Exercise objective:
Rewrite the lines starting with the one containing "Class, locate every instance of the flower" and going on through the last row, with "single dot" replaced by "single point" and everything else left unchanged.

(Rows contained in a dataset)
********************

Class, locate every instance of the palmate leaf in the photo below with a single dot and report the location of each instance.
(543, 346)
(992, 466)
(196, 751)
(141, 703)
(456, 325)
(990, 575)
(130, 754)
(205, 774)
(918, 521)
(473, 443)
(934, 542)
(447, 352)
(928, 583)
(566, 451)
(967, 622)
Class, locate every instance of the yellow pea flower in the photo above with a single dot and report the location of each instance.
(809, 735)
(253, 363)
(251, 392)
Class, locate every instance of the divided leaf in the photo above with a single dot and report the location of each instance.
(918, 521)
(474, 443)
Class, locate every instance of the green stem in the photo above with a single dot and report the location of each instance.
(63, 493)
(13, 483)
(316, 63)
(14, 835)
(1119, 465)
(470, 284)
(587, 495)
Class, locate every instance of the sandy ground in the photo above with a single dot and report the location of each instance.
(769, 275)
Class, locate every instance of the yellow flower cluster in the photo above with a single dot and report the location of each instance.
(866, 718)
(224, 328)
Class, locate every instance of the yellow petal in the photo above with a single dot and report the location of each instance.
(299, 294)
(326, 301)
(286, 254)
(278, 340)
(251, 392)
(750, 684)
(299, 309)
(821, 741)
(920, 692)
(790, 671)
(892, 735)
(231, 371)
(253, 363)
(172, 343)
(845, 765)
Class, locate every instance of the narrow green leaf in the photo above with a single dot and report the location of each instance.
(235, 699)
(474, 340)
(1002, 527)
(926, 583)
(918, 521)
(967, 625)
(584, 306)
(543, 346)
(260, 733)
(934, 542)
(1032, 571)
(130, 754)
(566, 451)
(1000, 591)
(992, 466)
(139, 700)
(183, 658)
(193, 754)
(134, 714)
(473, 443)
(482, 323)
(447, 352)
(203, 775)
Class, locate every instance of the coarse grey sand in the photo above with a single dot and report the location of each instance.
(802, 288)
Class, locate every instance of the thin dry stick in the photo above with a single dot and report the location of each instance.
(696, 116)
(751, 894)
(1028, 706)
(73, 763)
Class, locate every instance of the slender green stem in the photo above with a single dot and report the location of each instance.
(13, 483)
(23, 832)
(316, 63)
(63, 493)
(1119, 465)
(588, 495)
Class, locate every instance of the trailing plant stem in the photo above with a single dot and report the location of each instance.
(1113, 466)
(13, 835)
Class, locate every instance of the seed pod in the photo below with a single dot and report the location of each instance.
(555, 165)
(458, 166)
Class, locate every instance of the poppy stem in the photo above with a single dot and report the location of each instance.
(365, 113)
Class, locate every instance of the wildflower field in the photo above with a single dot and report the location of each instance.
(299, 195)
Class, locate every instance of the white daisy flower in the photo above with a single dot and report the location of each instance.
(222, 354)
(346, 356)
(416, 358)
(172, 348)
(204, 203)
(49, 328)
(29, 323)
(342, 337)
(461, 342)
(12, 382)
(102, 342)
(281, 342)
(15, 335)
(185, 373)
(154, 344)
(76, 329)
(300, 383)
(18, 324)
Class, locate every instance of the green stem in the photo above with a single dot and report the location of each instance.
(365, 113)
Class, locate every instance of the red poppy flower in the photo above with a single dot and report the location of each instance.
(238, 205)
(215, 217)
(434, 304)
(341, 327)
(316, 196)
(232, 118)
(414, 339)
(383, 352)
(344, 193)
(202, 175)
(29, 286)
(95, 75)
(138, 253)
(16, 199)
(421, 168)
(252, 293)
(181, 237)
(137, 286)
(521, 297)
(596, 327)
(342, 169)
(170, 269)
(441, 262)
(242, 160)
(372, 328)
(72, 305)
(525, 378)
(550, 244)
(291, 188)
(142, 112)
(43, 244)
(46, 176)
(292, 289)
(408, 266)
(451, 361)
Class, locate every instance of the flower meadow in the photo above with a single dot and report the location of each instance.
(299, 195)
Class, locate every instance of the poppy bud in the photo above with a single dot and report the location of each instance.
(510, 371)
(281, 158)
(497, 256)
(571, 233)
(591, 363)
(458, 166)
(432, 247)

********************

Solution to the problem:
Class, locate every instance of the flower meadow in the photo above with a single point and report the location of each instance.
(299, 195)
Class, locate every instance of the poppy bud in the photo above with a single point and report the location of each instance.
(510, 371)
(281, 158)
(497, 256)
(571, 233)
(591, 363)
(458, 166)
(432, 247)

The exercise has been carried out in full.